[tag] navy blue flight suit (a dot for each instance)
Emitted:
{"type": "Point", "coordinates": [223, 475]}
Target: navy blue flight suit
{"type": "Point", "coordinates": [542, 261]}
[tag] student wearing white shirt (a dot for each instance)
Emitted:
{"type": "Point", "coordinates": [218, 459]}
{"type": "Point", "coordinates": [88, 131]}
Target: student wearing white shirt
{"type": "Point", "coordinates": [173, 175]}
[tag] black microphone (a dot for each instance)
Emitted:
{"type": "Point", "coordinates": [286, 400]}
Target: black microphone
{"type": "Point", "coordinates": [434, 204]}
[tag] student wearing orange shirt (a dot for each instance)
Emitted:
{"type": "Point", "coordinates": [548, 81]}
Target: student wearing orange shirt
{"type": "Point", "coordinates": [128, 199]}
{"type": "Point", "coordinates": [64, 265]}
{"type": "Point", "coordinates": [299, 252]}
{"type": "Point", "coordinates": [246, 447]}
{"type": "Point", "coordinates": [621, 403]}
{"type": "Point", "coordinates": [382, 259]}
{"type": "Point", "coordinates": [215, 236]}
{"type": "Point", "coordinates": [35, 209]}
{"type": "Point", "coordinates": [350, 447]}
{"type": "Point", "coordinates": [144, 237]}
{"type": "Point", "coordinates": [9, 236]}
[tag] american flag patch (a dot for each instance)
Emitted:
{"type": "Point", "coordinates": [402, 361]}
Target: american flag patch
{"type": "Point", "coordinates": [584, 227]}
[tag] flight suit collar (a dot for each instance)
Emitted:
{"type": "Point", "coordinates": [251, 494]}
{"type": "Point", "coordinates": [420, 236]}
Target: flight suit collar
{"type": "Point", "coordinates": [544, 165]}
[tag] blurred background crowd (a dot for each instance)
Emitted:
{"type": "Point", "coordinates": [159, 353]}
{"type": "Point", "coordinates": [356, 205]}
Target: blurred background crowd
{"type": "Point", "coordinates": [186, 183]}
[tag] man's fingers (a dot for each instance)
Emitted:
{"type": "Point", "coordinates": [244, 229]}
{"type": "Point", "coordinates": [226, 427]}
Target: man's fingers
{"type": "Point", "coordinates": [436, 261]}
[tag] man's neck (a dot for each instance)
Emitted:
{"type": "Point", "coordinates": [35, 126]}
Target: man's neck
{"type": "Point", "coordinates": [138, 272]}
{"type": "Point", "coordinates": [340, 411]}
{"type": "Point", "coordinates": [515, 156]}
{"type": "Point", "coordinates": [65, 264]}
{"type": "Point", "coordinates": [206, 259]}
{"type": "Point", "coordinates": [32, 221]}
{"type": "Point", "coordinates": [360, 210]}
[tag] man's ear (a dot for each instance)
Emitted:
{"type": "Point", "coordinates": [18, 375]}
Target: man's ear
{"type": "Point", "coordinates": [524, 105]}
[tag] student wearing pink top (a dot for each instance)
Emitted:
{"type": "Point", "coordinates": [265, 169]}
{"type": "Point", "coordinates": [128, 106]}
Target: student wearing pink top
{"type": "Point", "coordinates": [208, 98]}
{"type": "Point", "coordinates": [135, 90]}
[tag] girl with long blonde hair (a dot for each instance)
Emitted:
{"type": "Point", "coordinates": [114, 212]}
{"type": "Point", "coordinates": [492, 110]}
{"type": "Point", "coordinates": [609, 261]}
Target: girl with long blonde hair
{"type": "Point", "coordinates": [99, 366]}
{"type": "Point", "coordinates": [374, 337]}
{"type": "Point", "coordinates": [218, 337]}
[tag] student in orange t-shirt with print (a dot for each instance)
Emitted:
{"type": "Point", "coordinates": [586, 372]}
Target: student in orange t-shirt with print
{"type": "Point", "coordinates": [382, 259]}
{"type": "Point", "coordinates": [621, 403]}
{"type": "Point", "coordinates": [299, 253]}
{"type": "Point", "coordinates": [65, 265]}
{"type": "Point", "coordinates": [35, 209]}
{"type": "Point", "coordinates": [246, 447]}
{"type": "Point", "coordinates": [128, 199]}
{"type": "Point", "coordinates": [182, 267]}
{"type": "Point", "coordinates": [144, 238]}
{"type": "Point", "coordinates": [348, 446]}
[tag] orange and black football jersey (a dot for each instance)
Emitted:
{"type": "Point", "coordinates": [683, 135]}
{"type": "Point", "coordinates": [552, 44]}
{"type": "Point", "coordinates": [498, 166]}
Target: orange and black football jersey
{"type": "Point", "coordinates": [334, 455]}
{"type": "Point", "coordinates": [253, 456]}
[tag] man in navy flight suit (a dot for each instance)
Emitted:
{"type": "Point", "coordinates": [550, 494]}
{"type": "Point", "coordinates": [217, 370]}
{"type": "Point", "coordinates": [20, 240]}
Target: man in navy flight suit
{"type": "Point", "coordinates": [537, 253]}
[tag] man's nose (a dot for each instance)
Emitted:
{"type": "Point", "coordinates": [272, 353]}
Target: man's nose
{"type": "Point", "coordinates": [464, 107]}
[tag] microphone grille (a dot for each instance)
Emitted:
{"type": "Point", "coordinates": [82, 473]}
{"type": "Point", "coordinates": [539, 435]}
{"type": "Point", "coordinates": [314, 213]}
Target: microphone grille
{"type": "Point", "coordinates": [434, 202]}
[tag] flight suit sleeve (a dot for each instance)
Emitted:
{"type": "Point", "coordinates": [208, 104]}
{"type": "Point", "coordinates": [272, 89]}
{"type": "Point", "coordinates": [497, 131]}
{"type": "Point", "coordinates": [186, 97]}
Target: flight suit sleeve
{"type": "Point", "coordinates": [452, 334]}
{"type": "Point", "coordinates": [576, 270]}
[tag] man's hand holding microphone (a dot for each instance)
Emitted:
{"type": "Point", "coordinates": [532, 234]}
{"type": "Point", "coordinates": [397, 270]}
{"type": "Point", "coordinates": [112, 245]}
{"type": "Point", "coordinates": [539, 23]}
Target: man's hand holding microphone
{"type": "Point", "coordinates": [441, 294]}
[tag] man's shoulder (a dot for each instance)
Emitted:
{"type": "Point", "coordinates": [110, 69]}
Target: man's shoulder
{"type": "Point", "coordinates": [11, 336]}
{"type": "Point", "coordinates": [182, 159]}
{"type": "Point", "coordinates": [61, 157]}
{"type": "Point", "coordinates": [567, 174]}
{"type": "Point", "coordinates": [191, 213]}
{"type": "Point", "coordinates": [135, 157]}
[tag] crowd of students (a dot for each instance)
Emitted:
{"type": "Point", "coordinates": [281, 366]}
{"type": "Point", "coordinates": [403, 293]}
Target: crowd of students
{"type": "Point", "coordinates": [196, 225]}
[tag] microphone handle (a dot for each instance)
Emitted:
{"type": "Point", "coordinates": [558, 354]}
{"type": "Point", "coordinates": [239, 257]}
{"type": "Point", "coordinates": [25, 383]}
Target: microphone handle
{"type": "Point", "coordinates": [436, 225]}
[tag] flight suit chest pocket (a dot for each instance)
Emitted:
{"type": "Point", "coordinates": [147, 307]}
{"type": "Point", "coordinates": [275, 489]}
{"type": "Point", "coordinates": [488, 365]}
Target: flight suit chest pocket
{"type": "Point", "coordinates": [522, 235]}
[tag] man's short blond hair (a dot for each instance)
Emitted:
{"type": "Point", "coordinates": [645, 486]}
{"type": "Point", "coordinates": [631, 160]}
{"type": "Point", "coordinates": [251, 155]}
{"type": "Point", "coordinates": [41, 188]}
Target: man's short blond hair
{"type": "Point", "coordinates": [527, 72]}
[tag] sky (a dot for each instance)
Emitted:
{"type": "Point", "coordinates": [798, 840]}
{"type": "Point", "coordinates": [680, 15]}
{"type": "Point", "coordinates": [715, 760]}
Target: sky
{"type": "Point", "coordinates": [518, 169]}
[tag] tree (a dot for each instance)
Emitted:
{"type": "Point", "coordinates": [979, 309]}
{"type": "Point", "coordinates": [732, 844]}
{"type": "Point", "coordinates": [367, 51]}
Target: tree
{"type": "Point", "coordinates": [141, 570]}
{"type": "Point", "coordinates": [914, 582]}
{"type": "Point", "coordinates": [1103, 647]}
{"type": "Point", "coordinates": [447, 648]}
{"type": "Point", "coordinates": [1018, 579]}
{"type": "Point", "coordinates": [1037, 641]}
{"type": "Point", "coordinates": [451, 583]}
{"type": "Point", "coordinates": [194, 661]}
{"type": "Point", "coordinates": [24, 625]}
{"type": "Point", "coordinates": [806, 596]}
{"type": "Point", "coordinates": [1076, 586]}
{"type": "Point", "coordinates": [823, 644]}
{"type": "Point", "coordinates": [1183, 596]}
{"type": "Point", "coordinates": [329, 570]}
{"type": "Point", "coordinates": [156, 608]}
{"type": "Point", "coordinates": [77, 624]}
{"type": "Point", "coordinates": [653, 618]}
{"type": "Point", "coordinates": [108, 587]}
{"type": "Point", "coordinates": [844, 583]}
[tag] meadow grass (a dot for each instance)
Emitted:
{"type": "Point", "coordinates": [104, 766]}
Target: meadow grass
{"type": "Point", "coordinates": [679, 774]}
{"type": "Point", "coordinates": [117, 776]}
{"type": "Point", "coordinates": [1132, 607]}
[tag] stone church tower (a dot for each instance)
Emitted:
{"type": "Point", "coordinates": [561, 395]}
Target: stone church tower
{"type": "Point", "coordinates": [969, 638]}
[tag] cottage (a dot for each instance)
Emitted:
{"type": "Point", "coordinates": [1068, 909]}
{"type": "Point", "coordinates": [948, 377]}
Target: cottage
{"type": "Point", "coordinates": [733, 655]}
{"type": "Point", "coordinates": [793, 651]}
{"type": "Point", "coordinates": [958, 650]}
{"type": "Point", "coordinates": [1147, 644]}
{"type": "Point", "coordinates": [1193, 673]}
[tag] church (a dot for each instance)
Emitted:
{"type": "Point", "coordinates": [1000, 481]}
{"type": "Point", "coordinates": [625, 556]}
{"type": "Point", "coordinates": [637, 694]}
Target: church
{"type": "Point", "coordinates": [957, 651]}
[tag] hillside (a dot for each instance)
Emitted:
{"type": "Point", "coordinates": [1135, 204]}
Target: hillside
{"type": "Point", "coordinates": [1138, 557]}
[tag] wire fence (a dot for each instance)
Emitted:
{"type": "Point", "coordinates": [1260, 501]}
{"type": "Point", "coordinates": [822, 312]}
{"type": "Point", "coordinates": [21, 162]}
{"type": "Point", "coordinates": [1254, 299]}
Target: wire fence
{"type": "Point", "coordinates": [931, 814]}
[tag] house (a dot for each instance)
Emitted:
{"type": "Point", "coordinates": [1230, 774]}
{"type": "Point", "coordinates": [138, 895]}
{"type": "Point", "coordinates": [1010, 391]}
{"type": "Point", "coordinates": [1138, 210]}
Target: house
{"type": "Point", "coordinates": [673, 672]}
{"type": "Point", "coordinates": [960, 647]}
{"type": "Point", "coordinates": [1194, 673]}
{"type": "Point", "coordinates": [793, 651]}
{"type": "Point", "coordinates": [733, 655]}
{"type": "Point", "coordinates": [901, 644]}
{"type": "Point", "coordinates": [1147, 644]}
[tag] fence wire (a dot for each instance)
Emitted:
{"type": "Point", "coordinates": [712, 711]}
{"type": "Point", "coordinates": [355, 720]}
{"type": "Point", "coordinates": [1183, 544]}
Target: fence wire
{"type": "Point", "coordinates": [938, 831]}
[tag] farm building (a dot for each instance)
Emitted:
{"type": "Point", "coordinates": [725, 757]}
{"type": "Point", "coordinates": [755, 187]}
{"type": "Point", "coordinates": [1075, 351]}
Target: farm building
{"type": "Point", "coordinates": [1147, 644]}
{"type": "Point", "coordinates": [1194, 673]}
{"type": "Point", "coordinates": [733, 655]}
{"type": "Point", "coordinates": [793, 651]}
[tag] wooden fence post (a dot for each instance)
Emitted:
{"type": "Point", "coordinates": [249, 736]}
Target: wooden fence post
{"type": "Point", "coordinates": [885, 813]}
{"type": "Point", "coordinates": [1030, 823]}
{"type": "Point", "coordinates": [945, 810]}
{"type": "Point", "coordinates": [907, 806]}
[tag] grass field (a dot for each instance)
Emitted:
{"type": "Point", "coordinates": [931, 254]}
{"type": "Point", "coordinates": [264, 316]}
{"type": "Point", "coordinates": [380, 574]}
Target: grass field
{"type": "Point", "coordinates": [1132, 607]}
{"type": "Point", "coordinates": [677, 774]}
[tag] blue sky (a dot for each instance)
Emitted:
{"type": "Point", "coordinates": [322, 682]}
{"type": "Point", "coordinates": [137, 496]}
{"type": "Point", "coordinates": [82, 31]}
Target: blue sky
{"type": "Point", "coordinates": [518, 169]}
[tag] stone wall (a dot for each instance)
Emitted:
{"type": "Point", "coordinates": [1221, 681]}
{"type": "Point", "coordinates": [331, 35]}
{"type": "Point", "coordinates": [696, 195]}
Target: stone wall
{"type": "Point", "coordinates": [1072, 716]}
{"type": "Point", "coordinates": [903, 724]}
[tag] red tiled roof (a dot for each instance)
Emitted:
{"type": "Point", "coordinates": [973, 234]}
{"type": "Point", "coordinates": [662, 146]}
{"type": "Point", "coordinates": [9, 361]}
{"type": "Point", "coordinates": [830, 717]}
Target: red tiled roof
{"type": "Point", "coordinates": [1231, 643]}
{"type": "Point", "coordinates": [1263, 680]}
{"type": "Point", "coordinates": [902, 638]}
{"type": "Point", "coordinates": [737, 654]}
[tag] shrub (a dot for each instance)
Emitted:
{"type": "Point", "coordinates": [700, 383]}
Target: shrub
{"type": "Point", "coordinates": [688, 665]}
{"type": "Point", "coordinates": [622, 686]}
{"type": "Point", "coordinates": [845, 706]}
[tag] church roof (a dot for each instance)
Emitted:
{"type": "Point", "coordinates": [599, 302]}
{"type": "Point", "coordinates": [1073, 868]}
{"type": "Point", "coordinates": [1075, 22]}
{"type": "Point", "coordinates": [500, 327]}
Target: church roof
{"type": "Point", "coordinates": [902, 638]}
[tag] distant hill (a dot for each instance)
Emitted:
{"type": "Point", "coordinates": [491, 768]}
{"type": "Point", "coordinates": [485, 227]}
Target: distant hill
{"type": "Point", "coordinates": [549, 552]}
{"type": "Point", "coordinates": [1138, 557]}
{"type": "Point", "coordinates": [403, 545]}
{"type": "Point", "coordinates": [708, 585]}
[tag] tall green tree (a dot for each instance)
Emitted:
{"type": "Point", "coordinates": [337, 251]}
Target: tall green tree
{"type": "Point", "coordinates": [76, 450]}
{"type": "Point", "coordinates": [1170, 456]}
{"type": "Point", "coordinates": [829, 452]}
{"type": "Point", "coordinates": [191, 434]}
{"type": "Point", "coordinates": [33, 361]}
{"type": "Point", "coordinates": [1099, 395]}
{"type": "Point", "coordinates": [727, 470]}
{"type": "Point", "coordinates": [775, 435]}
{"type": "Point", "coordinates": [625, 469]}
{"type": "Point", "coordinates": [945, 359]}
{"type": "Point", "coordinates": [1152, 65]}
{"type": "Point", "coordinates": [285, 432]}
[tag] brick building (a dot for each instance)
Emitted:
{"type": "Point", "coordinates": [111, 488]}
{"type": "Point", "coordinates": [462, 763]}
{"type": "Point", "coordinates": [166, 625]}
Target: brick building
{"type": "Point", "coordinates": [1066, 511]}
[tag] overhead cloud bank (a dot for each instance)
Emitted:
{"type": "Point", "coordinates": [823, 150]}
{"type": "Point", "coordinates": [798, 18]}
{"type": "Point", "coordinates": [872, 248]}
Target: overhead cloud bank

[AIM OF THE EXERCISE]
Give back the lines above exactly, from the one with "[tag] brick building" through the last line.

[EXERCISE SOLUTION]
[tag] brick building (a dot for each instance)
Emitted:
{"type": "Point", "coordinates": [111, 488]}
{"type": "Point", "coordinates": [462, 763]}
{"type": "Point", "coordinates": [166, 625]}
Target: brick building
{"type": "Point", "coordinates": [1066, 511]}
[tag] overhead cloud bank (a dot for each instance)
Emitted:
{"type": "Point", "coordinates": [823, 150]}
{"type": "Point", "coordinates": [798, 18]}
{"type": "Point", "coordinates": [872, 248]}
Target: overhead cloud bank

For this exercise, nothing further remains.